[Records from a data source]
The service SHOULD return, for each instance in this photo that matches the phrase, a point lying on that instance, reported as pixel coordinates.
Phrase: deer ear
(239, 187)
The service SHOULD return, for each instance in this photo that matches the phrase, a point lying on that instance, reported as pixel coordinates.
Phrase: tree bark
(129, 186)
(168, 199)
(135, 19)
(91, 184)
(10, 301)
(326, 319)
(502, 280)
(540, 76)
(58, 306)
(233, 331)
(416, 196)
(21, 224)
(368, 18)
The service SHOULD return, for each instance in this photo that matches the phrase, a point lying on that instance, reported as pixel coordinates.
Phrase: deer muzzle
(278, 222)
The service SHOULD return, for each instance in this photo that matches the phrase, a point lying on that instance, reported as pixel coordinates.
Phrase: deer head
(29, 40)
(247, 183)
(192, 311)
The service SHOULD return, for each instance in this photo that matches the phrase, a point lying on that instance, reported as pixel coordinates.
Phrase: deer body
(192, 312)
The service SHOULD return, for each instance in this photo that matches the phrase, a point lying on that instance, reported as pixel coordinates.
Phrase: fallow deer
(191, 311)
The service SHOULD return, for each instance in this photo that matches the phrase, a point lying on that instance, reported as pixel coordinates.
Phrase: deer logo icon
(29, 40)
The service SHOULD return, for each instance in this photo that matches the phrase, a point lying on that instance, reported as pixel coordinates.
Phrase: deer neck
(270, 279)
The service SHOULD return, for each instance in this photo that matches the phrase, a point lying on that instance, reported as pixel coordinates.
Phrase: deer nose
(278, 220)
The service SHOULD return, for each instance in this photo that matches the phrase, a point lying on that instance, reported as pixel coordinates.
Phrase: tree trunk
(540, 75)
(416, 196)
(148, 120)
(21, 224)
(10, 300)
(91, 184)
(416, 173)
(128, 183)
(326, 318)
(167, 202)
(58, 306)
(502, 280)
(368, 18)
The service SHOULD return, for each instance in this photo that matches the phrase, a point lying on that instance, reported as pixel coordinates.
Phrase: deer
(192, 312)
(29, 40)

▸ **Requirements**
Please return the data above exactly as given.

▸ **Correct answer**
The service SHOULD return, for each instance in this photo that matches the phrase, a point lying on that instance, reported as pixel coordinates.
Phrase: deer ear
(239, 187)
The service SHOULD return, for each instance in this photo that matches the phrase, a point lying on that instance, reported as pixel coordinates.
Phrase: tree bark
(129, 186)
(168, 199)
(135, 19)
(91, 184)
(10, 301)
(326, 319)
(502, 280)
(540, 76)
(58, 306)
(233, 331)
(416, 196)
(21, 224)
(368, 18)
The service SHOULD return, for each instance in this photo that matches the phrase, a point lying on that instance, reported as pixel coordinates.
Phrase: deer muzzle
(278, 222)
The service SHOULD return, for each instance in this photo that matches the phrase, a point lying on that instance, reported as pixel coordinates.
Phrase: deer head
(29, 40)
(247, 183)
(192, 311)
The service SHOULD return, for each instance in this photo that matches the phrase, a point lying on that instance, reported as pixel coordinates.
Phrase: deer body
(192, 312)
The service SHOULD return, for each instance in this photo that matches the phrase, a point lying on that instance, reported as pixel coordinates.
Phrase: fallow deer
(191, 311)
The service SHOULD return, for each instance in this photo that matches the phrase, a point lying on that instance, reported as pixel coordinates.
Phrase: deer logo icon
(29, 40)
The service SHOULD return, for each instance in this photo that matches the phrase, a point lying on that instance, reported as pixel coordinates.
Phrase: deer neck
(270, 279)
The service SHOULD return, for each instance in this photo that matches the phrase, a point lying on that instance, reported as pixel coordinates.
Phrase: deer nose
(278, 220)
The service SHOULD return, for each instance in this photo that matches the phrase, a point lying on that instance, reported as pixel coordinates.
Phrase: tree trunk
(540, 75)
(416, 196)
(148, 120)
(21, 224)
(10, 300)
(91, 184)
(416, 173)
(128, 183)
(326, 318)
(167, 202)
(58, 306)
(502, 280)
(368, 18)
The service SHOULD return, for each instance in this photo that matches the phrase, a point lying on that instance, reported as pixel coordinates.
Phrase: deer
(192, 312)
(29, 40)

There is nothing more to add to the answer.